--- Start of Quoted text ---

UnicodeMath implementation reference
znjameswu opened this issue · 3 comments
Here is a dedicated issue for the implementation of UnicodeMath spec.
After some quick experiment, I find some quite burning discrepencies in the UnicodeMath. The following discrepencies will directly affect parser design and behavior. I will document them within this issue and the docs.
Current Plan
There are two areas of UnicodeMath input support currently under consideration: user input, or a string input. The plan is to support both by treating string input as a stream of user character inputs (with the cursor fixed on end). (This behavior is not guaranteed by the spec itself, but it seems good.)
The UnicodeMath spec itself proposed a reference parsing algorithm in Appendix A. However there are some conflicts in the UnicodeMath spec.
Conflicts and Decision
Spec-wise, this reference algorithm deviates from the spec:
- Handling of the unary operators (Align with reference)
- '+^2', 'a^-2' as subsup? (Spec says no. Reference says yes.)
Also, MS Word's implementation deviates from the reference:
- Handling of the unary operators (remains to be decided)
- '1/+2', '+1/2' as fraction? (Reference disallows both. MS Word permits the first one.)
- Differentiation between the unary plus and unary minus (remains to be decided)
- 'a^-1' vs 'a^+1' as subsup? (Reference only allows the first. MS Word allows both.)
- Differentiation between / and other operators in handling unary operators (remains to be decided)
- '1/+2' as fraction, 'a\of+b' as function, and '\sqrt+2' as sqrt? (Reference says no no no. MS Word permits the first.)
Reference algorithm proposed by spec
- char ← Unicode character
- space ← ASCII space (U+0020)
- αASCII ← ASCII A-Z a-z
- nASCII ← ASCII 0-9
- αnMath ← Unicode math alphanumeric (U+1D400 – U+1D7FF with some Letterlike symbols U+2102 – U+2134)
- αnOther ← Unicode alphanumeric not including αnMath nor nASCII
- αn ← αnMath | αnOther
- diacritic ← Unicode combining mark
- opArray ← ‘&’ | VT | ‘■’
- opClose ← ‘)’ | ‘]’ | ‘}’ | ‘⌍’
- opCloser ← opClose | “\close”
- opDecimal ← ‘.’ | ‘,’
- opHbracket ← Unicode math horizontal bracket
- opNary ← Unicode integrals, summation, product, and other nary ops
- opOpen ← ‘(’ | ‘[’ | ‘{’ | ‘⌌’
- opOpener ← opOpen | “\open”
- opOver ← ‘/’ | “\atop”
- opBuildup ← ‘_’ | ‘^’ | ‘√’ | ‘∙’ | ‘√’ | ‘□’ | ‘/’ | ‘|’ | opArray | opOpen | opClose | opNary | opOver | opHbracket | opDecimal
- other ← char – {αn + nASCII + diacritic + opBuildup + CR}
- diacriticbase ← αn | nASCII | ‘(’ exp ‘)’
- diacritics ← diacritic | diacritics diacritic
- atom ← αn | diacriticbase diacritics
- atoms ← atom | atoms atom
- digits ← nASCII | digits nASCII
- number ← digits | digits opDecimal digits
- expBracket ← opOpener exp opCloser
← ‘||’ exp ‘||’
← ‘|’ exp ‘|’ - word ← αASCII | word αASCII
- scriptbase ← word | word nASCII | αnMath | number | other | expBracket | opNary
- soperand ← operand | ‘∞’ | ‘-’ operand | “-∞”

--- End of Quoted text ---
--- Start of Source data ---

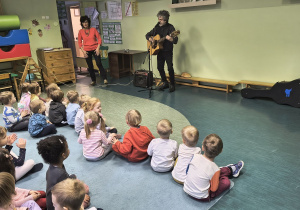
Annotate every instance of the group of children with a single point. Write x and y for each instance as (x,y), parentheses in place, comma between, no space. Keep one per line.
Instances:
(200,176)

--- End of Source data ---

• **List of tasks**:
1: Answer these about the UnicodeMath issue:
(a) How does the plan support string input?
(b) In which appendix does the UnicodeMath spec propose its reference parsing algorithm?
(c) Of 'a^-1' and 'a^+1' as subsup, which does MS Word allow?
2: Return the UnicodeMath issue verbatim, from "- Differentiation between the" to "handling unary operators (remains to be decided)".

• **Outputs**:
1:
(a) It treats string input as a stream of user character inputs, with the cursor fixed on the end.
(b) Appendix A.
(c) Both.

2:
- Differentiation between the unary plus and unary minus (remains to be decided)
- 'a^-1' vs 'a^+1' as subsup? (Reference only allows the first. MS Word allows both.)
- Differentiation between / and other operators in handling unary operators (remains to be decided)